- _WHAT TO WORK ON_:
Rewrite the listing from its start through the line with "[[166,142],[157,142],[155,146],[155,152],[168,152],[168,144]]", swapping "pink bougainvillea bloom" for "magenta bougainvillea flower" and keeping everything else the same. Leave the pictures out.

Region labeling listing
★ ★ ★ ★ ★

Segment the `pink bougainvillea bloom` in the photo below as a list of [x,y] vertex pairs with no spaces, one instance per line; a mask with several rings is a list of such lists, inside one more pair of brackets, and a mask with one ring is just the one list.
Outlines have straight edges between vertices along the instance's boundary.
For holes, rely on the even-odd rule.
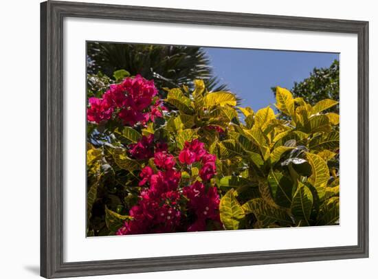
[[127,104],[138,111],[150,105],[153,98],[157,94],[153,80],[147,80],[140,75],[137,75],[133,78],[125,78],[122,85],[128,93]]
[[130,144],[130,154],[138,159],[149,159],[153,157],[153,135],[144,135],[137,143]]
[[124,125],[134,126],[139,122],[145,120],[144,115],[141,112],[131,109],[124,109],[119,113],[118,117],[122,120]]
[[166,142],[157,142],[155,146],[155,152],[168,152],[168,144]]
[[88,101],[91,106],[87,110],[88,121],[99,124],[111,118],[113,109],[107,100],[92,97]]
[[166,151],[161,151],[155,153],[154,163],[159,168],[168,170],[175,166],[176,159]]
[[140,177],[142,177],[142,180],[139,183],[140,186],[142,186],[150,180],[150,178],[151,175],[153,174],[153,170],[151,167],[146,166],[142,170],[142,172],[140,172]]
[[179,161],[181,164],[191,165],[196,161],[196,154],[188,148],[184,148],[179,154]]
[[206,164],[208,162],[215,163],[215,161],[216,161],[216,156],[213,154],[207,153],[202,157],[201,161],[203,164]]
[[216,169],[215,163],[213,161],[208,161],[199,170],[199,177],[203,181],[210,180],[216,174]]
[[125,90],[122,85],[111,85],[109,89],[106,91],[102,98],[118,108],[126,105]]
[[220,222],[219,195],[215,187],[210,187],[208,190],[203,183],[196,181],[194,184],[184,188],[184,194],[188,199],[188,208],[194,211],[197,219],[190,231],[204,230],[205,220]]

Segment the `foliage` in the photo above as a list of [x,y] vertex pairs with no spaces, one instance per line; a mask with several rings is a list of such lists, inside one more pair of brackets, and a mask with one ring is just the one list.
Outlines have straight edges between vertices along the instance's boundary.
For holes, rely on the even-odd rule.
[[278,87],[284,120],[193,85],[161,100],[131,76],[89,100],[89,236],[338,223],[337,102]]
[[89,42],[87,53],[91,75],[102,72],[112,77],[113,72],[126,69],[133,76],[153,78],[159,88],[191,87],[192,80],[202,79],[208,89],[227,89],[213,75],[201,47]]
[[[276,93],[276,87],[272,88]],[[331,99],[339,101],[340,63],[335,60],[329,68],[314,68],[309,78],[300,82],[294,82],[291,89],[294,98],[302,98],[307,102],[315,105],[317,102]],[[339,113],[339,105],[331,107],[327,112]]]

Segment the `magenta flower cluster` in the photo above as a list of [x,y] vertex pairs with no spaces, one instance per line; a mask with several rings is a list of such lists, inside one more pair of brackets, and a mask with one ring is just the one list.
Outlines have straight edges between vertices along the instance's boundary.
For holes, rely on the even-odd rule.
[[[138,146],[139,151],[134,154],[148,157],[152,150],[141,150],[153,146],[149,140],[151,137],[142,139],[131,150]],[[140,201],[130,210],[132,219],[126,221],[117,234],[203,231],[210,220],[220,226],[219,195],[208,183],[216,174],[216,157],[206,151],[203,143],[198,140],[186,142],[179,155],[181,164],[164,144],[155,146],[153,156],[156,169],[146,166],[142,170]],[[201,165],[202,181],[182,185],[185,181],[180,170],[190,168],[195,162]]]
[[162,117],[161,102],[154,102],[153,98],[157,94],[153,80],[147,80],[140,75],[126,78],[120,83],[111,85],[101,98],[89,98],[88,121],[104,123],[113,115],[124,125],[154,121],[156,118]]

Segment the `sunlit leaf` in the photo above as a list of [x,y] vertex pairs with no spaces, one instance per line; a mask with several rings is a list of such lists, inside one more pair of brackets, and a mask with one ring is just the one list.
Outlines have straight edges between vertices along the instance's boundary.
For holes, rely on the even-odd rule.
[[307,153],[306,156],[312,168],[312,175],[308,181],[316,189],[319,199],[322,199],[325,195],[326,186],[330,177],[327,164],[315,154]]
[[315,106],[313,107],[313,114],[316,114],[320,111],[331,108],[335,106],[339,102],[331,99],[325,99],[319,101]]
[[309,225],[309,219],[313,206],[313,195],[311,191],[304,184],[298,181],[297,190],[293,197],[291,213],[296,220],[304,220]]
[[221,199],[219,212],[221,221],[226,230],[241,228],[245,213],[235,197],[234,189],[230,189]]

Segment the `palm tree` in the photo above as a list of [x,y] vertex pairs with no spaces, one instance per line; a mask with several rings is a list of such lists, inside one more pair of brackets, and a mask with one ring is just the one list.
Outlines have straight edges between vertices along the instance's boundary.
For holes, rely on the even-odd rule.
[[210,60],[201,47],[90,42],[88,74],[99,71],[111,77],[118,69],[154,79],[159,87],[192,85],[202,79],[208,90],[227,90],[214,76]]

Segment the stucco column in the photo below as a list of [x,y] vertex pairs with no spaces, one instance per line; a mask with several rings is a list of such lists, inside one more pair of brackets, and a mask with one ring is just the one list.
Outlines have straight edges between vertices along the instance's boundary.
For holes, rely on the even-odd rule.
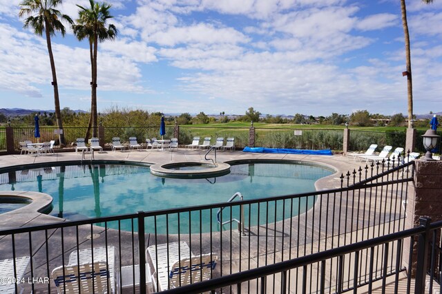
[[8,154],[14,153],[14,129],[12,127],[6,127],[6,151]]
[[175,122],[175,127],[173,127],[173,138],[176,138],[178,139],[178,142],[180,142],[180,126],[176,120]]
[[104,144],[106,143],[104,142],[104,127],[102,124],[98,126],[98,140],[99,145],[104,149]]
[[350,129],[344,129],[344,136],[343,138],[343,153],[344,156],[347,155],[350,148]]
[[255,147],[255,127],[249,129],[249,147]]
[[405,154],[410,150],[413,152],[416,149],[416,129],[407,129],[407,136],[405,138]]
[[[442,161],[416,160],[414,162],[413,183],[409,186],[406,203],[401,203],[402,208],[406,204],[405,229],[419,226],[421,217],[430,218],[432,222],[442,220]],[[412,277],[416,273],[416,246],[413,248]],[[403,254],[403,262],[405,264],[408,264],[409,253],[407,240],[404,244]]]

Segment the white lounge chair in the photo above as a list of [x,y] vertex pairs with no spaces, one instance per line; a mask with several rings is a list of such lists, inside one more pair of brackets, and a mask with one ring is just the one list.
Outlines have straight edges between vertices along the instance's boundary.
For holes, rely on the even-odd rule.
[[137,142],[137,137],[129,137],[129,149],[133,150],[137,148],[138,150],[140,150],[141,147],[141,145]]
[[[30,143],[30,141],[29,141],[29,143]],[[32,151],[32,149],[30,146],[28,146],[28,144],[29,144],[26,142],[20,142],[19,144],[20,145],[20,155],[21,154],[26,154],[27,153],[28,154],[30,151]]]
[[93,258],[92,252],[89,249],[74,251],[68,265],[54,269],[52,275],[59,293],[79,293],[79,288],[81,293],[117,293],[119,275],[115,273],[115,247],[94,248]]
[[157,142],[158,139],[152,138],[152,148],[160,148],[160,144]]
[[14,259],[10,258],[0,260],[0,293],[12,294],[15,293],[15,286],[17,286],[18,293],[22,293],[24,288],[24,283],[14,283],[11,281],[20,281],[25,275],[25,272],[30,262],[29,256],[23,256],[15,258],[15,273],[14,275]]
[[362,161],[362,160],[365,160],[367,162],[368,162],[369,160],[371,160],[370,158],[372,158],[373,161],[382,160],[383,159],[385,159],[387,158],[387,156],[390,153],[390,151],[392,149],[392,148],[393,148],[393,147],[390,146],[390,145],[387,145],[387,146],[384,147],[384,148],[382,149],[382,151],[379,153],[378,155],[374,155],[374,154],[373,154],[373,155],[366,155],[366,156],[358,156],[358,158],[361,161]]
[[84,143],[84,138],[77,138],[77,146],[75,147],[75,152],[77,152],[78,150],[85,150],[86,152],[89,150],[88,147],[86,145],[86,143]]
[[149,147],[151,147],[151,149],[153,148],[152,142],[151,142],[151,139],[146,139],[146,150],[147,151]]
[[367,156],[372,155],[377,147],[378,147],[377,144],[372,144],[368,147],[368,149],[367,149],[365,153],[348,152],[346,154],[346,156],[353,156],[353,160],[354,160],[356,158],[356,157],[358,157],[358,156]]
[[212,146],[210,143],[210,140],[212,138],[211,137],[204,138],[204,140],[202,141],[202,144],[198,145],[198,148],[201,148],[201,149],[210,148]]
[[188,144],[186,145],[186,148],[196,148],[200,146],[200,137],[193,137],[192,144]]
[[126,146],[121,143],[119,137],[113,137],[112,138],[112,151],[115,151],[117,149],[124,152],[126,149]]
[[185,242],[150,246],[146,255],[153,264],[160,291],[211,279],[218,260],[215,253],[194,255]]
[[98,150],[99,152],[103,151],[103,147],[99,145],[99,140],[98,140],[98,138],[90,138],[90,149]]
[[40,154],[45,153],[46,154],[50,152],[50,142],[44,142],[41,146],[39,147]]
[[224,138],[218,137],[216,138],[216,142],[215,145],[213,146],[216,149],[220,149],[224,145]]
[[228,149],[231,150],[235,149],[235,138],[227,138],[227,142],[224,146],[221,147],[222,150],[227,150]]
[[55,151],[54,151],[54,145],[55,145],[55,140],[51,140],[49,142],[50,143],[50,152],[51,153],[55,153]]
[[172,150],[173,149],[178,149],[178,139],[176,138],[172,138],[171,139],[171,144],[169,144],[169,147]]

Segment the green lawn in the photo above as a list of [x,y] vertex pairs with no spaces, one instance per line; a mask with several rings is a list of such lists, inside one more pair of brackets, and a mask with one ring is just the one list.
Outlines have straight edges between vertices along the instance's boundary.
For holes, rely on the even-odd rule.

★ ★ ★ ★ ★

- _FINISHED TASK_:
Segment the `magenta bougainvillea flower` in the photo below as a list of [x,y] vertex pairs with no spaces, one instance per line; a mask with several rings is a list of such lists, inside one more pair of brackets, and a mask with one ring is just the one list.
Outlines have straight edges between vertices along the instance's boundary.
For holes, rely on the even-odd rule.
[[127,104],[138,111],[150,105],[153,98],[157,94],[153,80],[147,80],[140,75],[137,75],[133,78],[125,78],[122,85],[128,93]]
[[130,144],[130,154],[138,159],[149,159],[153,157],[153,135],[144,135],[137,143]]
[[124,125],[134,126],[139,122],[145,120],[144,115],[141,112],[131,109],[124,109],[119,113],[118,117],[122,120]]
[[166,142],[157,142],[155,146],[155,152],[168,152],[168,144]]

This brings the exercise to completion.